# WORK INSTRUCTIONS:
Which lines belong in your copy? Those from the start of the data through the line with "of the **terracotta", exactly as written, without any pictures.

Data excerpts:

#####

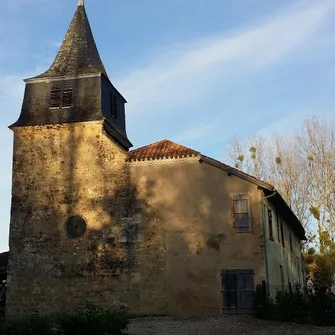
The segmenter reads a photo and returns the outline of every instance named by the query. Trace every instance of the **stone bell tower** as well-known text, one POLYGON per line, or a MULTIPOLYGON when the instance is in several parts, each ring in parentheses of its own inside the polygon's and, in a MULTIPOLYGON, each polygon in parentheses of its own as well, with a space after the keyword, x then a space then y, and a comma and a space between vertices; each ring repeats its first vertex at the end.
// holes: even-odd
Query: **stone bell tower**
POLYGON ((6 313, 51 313, 90 297, 111 303, 112 274, 129 265, 115 222, 131 207, 125 161, 132 144, 126 100, 108 78, 83 0, 51 67, 25 82, 10 126, 6 313))
POLYGON ((25 82, 21 115, 12 129, 101 121, 121 148, 132 146, 126 134, 126 100, 108 78, 83 0, 50 69, 25 82))

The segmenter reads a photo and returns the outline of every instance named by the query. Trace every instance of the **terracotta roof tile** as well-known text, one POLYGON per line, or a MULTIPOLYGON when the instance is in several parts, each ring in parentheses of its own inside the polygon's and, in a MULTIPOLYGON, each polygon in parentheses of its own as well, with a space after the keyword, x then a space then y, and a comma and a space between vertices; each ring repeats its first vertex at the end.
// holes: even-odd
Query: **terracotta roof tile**
POLYGON ((144 161, 163 158, 182 158, 200 156, 200 152, 184 147, 169 140, 163 140, 128 153, 127 161, 144 161))

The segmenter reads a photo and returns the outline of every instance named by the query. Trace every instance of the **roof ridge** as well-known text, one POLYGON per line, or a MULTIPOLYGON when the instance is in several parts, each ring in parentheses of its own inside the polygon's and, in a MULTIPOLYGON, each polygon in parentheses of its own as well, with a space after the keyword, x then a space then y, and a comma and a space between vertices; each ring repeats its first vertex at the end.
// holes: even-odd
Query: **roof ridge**
MULTIPOLYGON (((170 144, 170 145, 173 145, 175 146, 175 150, 176 149, 180 149, 180 148, 184 148, 184 149, 187 149, 188 150, 188 155, 187 156, 190 156, 191 154, 196 154, 196 155, 200 155, 200 159, 207 162, 207 163, 210 163, 218 168, 223 168, 224 170, 232 173, 232 174, 235 174, 237 176, 240 176, 241 178, 244 178, 244 179, 248 179, 249 181, 261 186, 261 187, 264 187, 268 190, 273 190, 274 189, 274 186, 271 185, 270 183, 267 183, 259 178, 256 178, 246 172, 243 172, 241 170, 238 170, 236 168, 233 168, 232 166, 230 165, 227 165, 217 159, 214 159, 214 158, 211 158, 209 156, 206 156, 204 154, 202 154, 201 152, 199 151, 196 151, 196 150, 193 150, 189 147, 186 147, 182 144, 179 144, 179 143, 176 143, 176 142, 173 142, 171 140, 168 140, 168 139, 164 139, 164 140, 161 140, 161 141, 157 141, 157 142, 154 142, 154 143, 151 143, 151 144, 147 144, 145 146, 142 146, 142 147, 139 147, 137 149, 133 149, 131 151, 128 152, 128 161, 133 161, 133 160, 145 160, 145 159, 161 159, 163 157, 165 158, 169 158, 171 157, 171 153, 168 154, 168 156, 166 156, 166 153, 169 152, 169 147, 168 145, 163 145, 161 146, 161 148, 159 148, 159 145, 160 144, 170 144), (145 149, 150 149, 152 148, 150 154, 148 154, 148 152, 145 151, 145 149), (139 155, 137 155, 139 153, 139 155), (148 156, 148 157, 147 157, 148 156)), ((170 148, 171 149, 171 148, 170 148)), ((184 155, 183 155, 183 152, 179 151, 179 155, 177 154, 177 158, 182 158, 184 155)))
MULTIPOLYGON (((147 148, 147 147, 150 147, 150 146, 153 146, 153 145, 158 145, 160 143, 164 143, 164 142, 168 142, 168 143, 171 143, 171 144, 176 144, 176 145, 179 145, 181 147, 184 147, 184 148, 187 148, 187 149, 190 149, 182 144, 179 144, 177 142, 173 142, 171 140, 168 140, 168 139, 164 139, 164 140, 160 140, 160 141, 157 141, 157 142, 153 142, 153 143, 150 143, 150 144, 147 144, 147 145, 143 145, 142 147, 138 147, 138 148, 135 148, 135 149, 132 149, 131 151, 129 152, 133 152, 133 151, 136 151, 136 150, 140 150, 140 149, 143 149, 143 148, 147 148)), ((193 149, 191 149, 193 150, 193 149)), ((194 150, 195 151, 195 150, 194 150)))
POLYGON ((161 140, 129 151, 127 161, 200 156, 200 152, 171 140, 161 140))
POLYGON ((275 187, 273 185, 271 185, 270 183, 266 182, 266 181, 263 181, 257 177, 254 177, 246 172, 243 172, 242 170, 238 170, 228 164, 225 164, 217 159, 214 159, 214 158, 211 158, 211 157, 208 157, 206 155, 203 155, 201 154, 201 159, 207 163, 214 163, 213 165, 220 165, 218 167, 222 167, 223 169, 225 170, 228 170, 230 173, 232 174, 235 174, 237 176, 240 176, 240 177, 245 177, 245 178, 248 178, 248 180, 253 180, 256 184, 259 184, 259 186, 261 187, 264 187, 264 188, 267 188, 268 190, 274 190, 275 187))

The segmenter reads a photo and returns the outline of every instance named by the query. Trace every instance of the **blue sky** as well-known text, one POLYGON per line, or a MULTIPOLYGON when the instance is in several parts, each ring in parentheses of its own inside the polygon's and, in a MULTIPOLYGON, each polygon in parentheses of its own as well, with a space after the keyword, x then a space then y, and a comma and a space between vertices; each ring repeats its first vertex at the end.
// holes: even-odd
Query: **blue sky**
MULTIPOLYGON (((171 139, 225 160, 233 136, 335 120, 335 0, 86 0, 135 147, 171 139)), ((0 251, 24 83, 46 70, 77 0, 0 0, 0 251)))

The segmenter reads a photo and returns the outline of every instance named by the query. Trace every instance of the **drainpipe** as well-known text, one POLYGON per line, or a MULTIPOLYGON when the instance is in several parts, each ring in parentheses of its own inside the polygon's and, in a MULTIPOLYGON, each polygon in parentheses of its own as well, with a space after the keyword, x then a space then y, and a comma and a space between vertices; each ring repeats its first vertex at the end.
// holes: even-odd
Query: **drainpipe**
POLYGON ((264 253, 265 253, 265 271, 266 271, 266 289, 267 293, 270 293, 269 291, 269 267, 268 267, 268 254, 266 252, 266 244, 267 244, 267 239, 266 239, 266 234, 265 234, 265 213, 264 213, 264 206, 263 202, 266 199, 269 199, 277 194, 277 191, 274 191, 272 194, 267 195, 266 197, 261 199, 261 206, 262 206, 262 221, 263 221, 263 237, 264 237, 264 253))
POLYGON ((269 194, 269 195, 267 195, 266 197, 262 198, 262 202, 263 202, 265 199, 271 198, 271 197, 273 197, 273 196, 276 195, 276 194, 277 194, 277 191, 274 191, 272 194, 269 194))

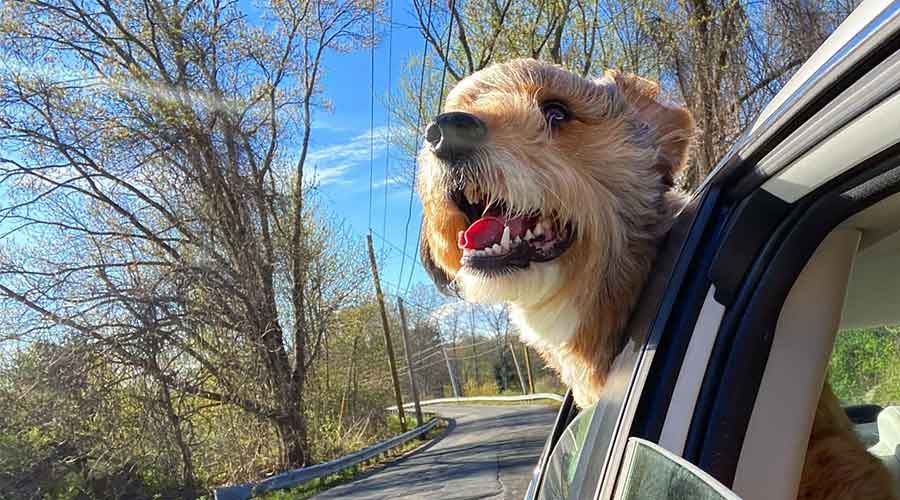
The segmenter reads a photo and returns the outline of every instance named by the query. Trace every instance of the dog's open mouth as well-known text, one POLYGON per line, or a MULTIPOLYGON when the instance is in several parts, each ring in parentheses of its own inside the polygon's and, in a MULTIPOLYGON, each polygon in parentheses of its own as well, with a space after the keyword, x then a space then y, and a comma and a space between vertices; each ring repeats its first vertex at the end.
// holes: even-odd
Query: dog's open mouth
POLYGON ((469 219, 469 227, 457 235, 463 267, 488 273, 524 269, 559 257, 572 241, 572 225, 553 214, 511 213, 498 200, 488 205, 471 185, 451 197, 469 219))

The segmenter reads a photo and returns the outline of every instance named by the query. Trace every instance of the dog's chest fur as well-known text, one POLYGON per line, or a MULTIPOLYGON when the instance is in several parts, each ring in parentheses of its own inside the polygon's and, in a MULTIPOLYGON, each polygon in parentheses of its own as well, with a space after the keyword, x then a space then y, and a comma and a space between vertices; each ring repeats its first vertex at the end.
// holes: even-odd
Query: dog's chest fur
POLYGON ((557 371, 578 405, 584 408, 596 403, 605 376, 598 376, 596 367, 570 345, 582 328, 578 310, 570 303, 532 309, 513 304, 510 310, 523 340, 557 371))

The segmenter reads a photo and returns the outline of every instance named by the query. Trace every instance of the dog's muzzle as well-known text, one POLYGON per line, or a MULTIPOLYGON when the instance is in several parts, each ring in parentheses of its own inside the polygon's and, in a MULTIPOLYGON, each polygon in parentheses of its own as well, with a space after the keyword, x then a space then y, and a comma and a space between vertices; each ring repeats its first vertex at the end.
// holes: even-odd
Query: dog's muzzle
POLYGON ((425 139, 435 156, 449 162, 451 168, 465 161, 487 136, 487 126, 477 116, 452 111, 441 113, 425 129, 425 139))

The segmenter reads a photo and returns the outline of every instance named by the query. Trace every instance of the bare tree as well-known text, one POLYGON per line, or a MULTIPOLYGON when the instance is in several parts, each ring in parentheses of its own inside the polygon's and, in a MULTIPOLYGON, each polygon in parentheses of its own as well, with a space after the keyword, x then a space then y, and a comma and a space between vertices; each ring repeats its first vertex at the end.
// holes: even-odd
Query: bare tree
POLYGON ((374 5, 265 7, 4 4, 0 307, 148 377, 173 429, 173 398, 237 407, 302 466, 307 371, 364 283, 304 204, 312 112, 374 5))
POLYGON ((416 0, 429 55, 423 71, 421 56, 409 60, 391 97, 406 129, 395 137, 412 152, 449 88, 491 63, 533 57, 583 76, 617 68, 659 80, 668 97, 691 109, 700 132, 681 183, 693 188, 857 3, 416 0))
POLYGON ((700 135, 682 178, 694 187, 855 2, 683 0, 645 17, 664 78, 691 109, 700 135), (798 30, 798 26, 803 26, 798 30))

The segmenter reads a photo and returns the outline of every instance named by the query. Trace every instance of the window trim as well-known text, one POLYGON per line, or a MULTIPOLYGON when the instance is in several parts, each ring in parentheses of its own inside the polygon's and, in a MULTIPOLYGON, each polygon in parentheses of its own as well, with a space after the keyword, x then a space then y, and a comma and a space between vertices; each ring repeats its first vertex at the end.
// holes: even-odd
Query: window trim
POLYGON ((733 484, 775 322, 790 287, 834 227, 896 192, 900 192, 900 145, 792 205, 726 310, 688 433, 685 458, 723 484, 733 484))

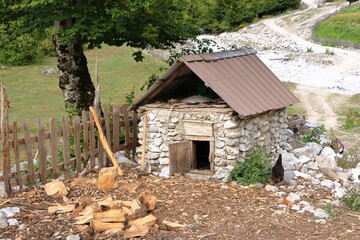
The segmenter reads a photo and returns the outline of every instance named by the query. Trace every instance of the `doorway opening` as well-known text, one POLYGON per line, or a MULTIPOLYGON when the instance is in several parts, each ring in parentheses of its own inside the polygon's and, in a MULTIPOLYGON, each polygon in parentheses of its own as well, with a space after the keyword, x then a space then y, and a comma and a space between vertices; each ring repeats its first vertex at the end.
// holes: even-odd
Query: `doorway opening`
POLYGON ((194 144, 194 166, 198 170, 210 170, 210 142, 193 141, 194 144))

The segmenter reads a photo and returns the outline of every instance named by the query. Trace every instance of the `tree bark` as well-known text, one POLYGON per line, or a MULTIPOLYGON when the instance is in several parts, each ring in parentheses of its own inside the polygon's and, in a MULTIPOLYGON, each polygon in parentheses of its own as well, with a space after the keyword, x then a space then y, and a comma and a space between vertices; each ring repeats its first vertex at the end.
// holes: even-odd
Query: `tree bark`
POLYGON ((75 36, 67 43, 61 41, 61 31, 71 29, 74 21, 66 19, 55 22, 53 44, 60 74, 59 87, 63 92, 65 107, 76 107, 81 113, 81 110, 88 111, 89 106, 93 105, 95 88, 87 67, 81 36, 75 36))

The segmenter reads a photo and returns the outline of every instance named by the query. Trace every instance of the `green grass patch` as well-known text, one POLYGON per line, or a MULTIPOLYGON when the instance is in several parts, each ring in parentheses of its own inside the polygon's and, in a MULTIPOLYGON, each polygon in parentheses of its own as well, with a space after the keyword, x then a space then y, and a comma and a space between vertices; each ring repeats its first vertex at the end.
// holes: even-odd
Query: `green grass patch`
MULTIPOLYGON (((132 49, 109 47, 85 52, 88 67, 94 80, 95 61, 98 60, 102 104, 125 103, 126 93, 140 87, 148 77, 166 64, 146 56, 143 62, 135 62, 132 49)), ((0 69, 0 79, 5 82, 10 101, 10 120, 43 119, 65 116, 64 100, 59 89, 58 74, 43 75, 41 71, 53 68, 57 71, 56 58, 45 57, 29 66, 12 66, 0 69)))
POLYGON ((322 38, 360 42, 360 6, 347 8, 320 23, 315 35, 322 38))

#####

# TASK SOLUTION:
The segmenter reads a photo and returns the outline of every instance named by the query. Trace every instance of the **stone bell tower** as well-known text, one POLYGON per line, or a MULTIPOLYGON when the instance is in several parts, each ring in parentheses of its own inside the polygon's and, in a MULTIPOLYGON, each polygon in parentheses of its own as well, with a space after the keyword, x then a space then y, and a comma and a space between vertices; each ring repeats its first vertex at the end.
// holes: even-odd
Query: **stone bell tower**
POLYGON ((6 313, 51 313, 90 297, 111 303, 112 274, 129 265, 115 222, 131 207, 125 161, 132 144, 126 100, 108 78, 83 0, 51 67, 25 82, 10 126, 6 313))
POLYGON ((25 82, 21 115, 12 129, 101 121, 121 148, 132 146, 126 134, 126 100, 108 78, 83 0, 50 69, 25 82))

The segmenter reads a photo and returns the outline of every instance named by the query. Trace every instance of the **terracotta roof tile** as well-known text, one POLYGON per line, or a MULTIPOLYGON when the instance is in several parts, each ring in parentheses of its own inside the polygon's and, in a MULTIPOLYGON, each polygon in parentheses of its own as well, with a space after the keyword, x then a space then y, and a comma and a space between vertices; each ring repeats its first vertex at the end.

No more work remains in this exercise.